# OBJECTIVE
Rewrite everything from the line containing "the player's neck" down to the end of the records below as a numbered list, skipping any blank lines.

# DATASET ENTRIES
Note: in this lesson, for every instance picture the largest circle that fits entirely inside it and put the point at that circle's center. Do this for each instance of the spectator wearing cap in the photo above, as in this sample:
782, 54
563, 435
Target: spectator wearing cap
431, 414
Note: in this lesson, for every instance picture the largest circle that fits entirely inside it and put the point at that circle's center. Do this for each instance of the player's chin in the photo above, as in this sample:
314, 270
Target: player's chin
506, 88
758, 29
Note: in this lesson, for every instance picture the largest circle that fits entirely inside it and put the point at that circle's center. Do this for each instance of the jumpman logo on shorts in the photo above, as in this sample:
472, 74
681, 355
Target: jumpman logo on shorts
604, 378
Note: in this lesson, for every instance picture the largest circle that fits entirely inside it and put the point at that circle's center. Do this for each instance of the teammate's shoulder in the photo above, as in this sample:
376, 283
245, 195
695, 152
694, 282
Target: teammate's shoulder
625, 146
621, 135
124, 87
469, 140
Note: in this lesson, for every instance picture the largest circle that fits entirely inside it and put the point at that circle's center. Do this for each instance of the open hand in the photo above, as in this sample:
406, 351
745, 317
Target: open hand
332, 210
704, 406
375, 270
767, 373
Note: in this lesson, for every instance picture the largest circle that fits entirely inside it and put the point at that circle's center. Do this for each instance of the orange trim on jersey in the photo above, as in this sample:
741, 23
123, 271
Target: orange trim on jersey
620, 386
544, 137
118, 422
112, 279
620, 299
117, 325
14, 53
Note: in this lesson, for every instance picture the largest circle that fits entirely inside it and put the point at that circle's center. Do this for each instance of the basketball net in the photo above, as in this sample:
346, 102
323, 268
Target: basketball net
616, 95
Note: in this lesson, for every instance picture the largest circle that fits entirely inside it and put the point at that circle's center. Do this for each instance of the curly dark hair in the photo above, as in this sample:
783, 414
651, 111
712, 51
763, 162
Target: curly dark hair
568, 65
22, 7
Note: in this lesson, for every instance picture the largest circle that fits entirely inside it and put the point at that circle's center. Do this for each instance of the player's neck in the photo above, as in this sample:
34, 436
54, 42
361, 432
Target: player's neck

# RESULT BELOW
1. Note: in this lesson, for every instance picture the largest circle that fits entirely inside it and put the point at that circle's center. Do this for each instance of the player's neck in the photo above, as in this sample:
2. 34, 436
3. 54, 42
4. 361, 432
5. Target: player's neck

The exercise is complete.